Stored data
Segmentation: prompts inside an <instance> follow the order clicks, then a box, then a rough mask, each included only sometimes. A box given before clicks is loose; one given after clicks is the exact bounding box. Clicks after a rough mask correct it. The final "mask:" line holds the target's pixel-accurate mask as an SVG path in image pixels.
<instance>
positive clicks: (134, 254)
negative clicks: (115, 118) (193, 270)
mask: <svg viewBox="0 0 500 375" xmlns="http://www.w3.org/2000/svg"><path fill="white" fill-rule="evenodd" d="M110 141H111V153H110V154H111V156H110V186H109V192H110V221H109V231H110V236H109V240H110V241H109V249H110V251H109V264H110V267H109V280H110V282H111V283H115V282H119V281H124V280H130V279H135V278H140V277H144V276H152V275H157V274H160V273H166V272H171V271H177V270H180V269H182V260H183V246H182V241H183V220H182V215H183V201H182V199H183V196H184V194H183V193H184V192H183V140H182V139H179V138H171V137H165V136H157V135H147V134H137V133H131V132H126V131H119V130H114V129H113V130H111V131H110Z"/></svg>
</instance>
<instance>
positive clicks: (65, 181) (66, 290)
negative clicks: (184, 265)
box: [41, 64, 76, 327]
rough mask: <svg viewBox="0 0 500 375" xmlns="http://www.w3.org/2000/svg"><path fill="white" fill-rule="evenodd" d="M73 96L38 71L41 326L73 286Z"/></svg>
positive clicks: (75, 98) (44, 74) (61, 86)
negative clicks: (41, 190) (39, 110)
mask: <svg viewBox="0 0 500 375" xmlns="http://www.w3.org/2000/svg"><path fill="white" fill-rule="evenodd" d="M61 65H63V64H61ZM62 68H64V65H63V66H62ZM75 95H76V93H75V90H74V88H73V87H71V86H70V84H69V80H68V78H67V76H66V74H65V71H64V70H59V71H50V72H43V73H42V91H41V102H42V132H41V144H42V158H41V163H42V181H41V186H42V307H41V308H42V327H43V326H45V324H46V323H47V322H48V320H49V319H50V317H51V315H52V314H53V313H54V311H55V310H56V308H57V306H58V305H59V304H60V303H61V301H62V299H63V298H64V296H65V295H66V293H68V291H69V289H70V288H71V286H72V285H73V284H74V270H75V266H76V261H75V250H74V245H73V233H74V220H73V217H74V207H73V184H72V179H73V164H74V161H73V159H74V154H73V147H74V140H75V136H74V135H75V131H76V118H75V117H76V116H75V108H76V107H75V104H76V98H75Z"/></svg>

ASSIGNMENT:
Could you restate, word for word, the lines above from the one with "negative clicks: (115, 118) (193, 270)" to the one with "positive clicks: (75, 98) (44, 74) (61, 86)", both included?

SOLUTION BELOW:
negative clicks: (115, 118) (193, 270)
mask: <svg viewBox="0 0 500 375" xmlns="http://www.w3.org/2000/svg"><path fill="white" fill-rule="evenodd" d="M110 141H111V153H110V154H111V156H110V186H109V192H110V221H109V231H110V236H109V240H110V241H109V249H110V251H109V264H110V267H109V280H110V282H111V283H115V282H119V281H124V280H130V279H135V278H140V277H144V276H152V275H157V274H160V273H166V272H171V271H177V270H180V269H182V260H183V246H182V241H183V220H182V215H183V201H182V199H183V196H184V194H183V193H184V192H183V140H182V139H179V138H171V137H165V136H157V135H147V134H137V133H131V132H126V131H119V130H114V129H113V130H111V131H110Z"/></svg>
</instance>
<instance>
positive clicks: (65, 181) (66, 290)
negative clicks: (184, 265)
box: [41, 64, 76, 327]
rough mask: <svg viewBox="0 0 500 375" xmlns="http://www.w3.org/2000/svg"><path fill="white" fill-rule="evenodd" d="M73 96L38 71L41 326L73 286Z"/></svg>
positive clicks: (75, 98) (44, 74) (61, 86)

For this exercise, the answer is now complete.